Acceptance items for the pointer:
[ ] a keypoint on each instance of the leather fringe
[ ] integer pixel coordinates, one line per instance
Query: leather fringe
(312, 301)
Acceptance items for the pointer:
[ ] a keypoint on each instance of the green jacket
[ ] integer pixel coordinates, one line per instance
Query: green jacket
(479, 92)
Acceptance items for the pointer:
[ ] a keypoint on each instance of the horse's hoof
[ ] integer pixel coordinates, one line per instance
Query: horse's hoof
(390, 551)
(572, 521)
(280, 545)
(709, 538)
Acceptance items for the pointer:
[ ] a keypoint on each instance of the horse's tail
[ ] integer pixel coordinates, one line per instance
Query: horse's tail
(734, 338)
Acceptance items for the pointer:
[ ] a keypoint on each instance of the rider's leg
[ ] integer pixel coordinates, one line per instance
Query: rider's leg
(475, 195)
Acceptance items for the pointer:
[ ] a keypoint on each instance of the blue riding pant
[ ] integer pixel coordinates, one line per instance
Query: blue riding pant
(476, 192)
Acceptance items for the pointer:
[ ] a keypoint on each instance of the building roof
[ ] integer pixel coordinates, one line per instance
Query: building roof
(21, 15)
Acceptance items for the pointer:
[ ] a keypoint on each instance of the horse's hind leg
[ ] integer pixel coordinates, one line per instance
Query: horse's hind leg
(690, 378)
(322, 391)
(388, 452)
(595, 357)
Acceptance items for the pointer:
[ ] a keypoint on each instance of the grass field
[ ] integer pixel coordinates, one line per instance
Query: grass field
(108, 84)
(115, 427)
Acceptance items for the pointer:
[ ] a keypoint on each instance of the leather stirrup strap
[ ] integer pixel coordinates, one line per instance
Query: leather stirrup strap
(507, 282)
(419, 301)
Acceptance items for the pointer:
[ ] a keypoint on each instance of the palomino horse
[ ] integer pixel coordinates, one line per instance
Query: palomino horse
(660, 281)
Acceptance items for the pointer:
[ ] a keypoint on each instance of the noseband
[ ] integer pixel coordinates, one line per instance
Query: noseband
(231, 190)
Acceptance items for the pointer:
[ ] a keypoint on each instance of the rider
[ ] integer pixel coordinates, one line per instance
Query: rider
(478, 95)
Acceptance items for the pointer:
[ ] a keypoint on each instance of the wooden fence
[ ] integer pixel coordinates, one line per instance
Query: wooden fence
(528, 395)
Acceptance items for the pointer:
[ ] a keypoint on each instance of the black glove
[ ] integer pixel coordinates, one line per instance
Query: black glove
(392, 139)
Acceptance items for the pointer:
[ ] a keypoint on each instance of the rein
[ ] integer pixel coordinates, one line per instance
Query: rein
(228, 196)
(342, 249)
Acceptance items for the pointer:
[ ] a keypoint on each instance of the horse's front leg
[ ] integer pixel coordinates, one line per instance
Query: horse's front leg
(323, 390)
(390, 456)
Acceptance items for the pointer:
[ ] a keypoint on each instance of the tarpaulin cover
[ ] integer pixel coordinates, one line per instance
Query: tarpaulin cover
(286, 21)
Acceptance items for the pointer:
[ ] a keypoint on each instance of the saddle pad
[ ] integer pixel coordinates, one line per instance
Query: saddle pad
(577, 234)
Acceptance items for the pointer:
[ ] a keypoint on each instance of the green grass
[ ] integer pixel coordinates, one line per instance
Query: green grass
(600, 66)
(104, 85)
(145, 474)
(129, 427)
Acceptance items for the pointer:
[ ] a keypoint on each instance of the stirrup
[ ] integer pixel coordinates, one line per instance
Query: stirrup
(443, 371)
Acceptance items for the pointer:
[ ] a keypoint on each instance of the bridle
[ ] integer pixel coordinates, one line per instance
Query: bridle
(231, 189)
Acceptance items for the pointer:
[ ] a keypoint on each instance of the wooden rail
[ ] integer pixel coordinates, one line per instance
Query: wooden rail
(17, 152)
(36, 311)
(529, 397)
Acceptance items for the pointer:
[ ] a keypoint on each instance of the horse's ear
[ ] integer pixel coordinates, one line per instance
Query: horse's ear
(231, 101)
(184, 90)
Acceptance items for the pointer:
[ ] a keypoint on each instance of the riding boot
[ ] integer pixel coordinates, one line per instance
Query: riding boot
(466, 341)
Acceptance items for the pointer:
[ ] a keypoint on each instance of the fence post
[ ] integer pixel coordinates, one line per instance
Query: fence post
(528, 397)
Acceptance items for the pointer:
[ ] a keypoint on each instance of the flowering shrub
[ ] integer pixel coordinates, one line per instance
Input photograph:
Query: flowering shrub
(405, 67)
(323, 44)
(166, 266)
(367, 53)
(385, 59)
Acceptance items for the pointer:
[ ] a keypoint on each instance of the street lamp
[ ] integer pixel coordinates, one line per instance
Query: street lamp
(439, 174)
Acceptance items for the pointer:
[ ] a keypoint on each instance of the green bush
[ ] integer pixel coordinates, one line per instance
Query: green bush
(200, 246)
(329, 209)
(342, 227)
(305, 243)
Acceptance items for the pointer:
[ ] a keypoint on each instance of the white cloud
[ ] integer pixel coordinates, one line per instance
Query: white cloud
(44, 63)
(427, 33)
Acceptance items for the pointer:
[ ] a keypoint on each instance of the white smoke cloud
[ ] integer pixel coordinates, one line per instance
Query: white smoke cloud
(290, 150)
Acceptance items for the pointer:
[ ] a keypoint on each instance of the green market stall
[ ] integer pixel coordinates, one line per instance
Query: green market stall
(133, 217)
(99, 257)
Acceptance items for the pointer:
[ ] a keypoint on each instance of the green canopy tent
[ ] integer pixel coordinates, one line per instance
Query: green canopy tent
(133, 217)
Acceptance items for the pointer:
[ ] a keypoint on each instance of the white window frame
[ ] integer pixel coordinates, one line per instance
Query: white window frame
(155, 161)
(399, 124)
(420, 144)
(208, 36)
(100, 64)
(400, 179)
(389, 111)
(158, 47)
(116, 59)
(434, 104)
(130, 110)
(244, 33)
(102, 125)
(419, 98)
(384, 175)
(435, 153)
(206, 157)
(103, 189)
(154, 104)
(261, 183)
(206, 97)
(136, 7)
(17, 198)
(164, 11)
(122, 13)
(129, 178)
# # # #
• AIM OF THE TASK
Up to and including the line that contains "[ ] a keypoint on each instance of the rider's", output the records above exactly, beginning with their first line.

• RESULT
Acceptance items for the pointer:
[ ] a keypoint on each instance of the leather fringe
[ ] integer pixel coordinates, one line per instance
Query: leather fringe
(312, 301)
Acceptance items for the pointer:
[ ] a keypoint on each instance of the green jacket
[ ] integer pixel coordinates, one line per instance
Query: green jacket
(479, 92)
Acceptance items for the pointer:
[ ] a keypoint on each instance of the horse's hoof
[ ] integer pixel coordinates, one line per instance
Query: horse's hoof
(390, 551)
(572, 521)
(280, 545)
(709, 538)
Acceptance items for the pointer:
[ ] a keypoint on each instance of the horse's tail
[ ] integer pixel coordinates, one line per instance
Query: horse's tail
(734, 338)
Acceptance items for the pointer:
[ ] a keypoint on each instance of the rider's leg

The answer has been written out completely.